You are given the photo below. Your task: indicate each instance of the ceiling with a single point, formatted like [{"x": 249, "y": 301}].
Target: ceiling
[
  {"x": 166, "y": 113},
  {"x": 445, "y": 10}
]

**Task directions**
In your response, reproduce the records exactly, every one.

**Worked solution**
You are given the photo below. Your task: indicate each instance of the ceiling with a single point, formatted like [{"x": 249, "y": 301}].
Target: ceiling
[
  {"x": 166, "y": 113},
  {"x": 445, "y": 10}
]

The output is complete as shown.